> [Exercise directions]:
Extend the passage on studying cancer metastasis in zebrafish, beginning after its final sentence.

------ Document excerpt

Cancer Biology & Genetics
Memorial Sloan Kettering Cancer Center
Metastasis is the cause of nearly all deaths from cancer, yet the mechanisms that allow cells to move and take hold in new organs is poorly understood. Gaining insight into this process is a key step in turning cancer into a chronic, non-life threatening illness. Studying metastasis in the laboratory has remained a major challenge in the field, in part because existing models do not allow us to capture and perturb each of these steps. My laboratory approaches this problem using the zebrafish, a small freshwater fish that surprisingly develops a number of different cancers, including a well-characterize melanoma model. To study metastasis in real-time, my laboratory developed the transparent casper strain of fish, which allows us to see even the very first cancer cell as it metastasizes and arrives at a new location. When combined with the powerful genetic tools available in the zebrafish, we can interrogate metastasis at an unprecedented scale.

------------
------ Extracted information

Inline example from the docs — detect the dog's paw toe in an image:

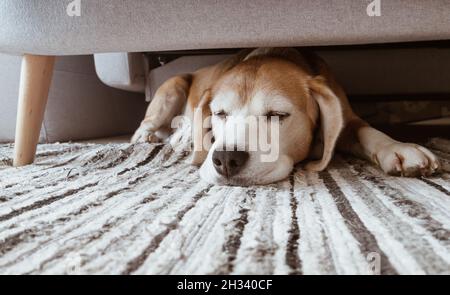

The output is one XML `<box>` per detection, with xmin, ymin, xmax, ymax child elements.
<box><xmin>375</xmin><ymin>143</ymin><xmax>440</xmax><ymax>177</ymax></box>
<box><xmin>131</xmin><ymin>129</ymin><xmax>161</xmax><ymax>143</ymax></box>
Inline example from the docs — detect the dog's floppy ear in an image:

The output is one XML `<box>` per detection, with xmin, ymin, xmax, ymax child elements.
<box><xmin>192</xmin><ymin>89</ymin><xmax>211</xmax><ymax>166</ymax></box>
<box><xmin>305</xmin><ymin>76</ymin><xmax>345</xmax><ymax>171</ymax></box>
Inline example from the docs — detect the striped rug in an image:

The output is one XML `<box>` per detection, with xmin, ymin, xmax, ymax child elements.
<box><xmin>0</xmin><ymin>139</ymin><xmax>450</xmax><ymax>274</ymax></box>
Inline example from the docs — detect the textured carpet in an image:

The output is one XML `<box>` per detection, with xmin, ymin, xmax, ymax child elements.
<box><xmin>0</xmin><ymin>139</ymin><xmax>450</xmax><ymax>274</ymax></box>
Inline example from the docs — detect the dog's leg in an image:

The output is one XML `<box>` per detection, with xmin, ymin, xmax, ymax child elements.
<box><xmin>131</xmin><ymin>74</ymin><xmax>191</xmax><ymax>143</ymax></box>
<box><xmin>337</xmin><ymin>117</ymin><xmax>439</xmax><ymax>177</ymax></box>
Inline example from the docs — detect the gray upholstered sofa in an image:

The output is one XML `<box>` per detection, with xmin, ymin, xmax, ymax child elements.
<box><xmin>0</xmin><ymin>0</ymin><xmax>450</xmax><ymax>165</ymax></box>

------------

> [Task result]:
Richard White, M.D., Ph.D. is a physician-scientist at Memorial Sloan Kettering Cancer Center. His laboratory focuses on basic mechanisms of metastasis, the cause of nearly all deaths from solid tumors. He studies this process using the zebrafish, a transparent animal that allows him to visualize and interrogate each step of the metastatic cascade. He grew up in New York, and did his M.D. and Ph.D. degrees at Albany Medical College. He then moved to Yale University for his clinical training in as a Resident in Internal Medicine, and stayed on to serve as Chief Resident. Following this, he went to Boston to complete a fellowship in clinical training in Medical Oncology at the Dana Farber Cancer Institute and Massachusetts General Hospital. It was during his postdoctoral research work at Harvard Medical School that he developed the zebrafish as a model for studying cancer and metastasis. This included both genetic zebrafish models of melanoma, as well as the transparent casper strain of zebrafish. In his laboratory at Sloan Kettering, he is now using these models to interrogate how metastatic cancer cells interact with surrounding non-cancerous cells that make up the tumor microenvironment. His work shows the ways in which seemingly normal cells play major roles in supporting the growth of the cancer cells. Through both genetic and small molecule perturbation of this cellular cross-talk, the zebrafish points the path forward to new possibilities for the treatment of cancer.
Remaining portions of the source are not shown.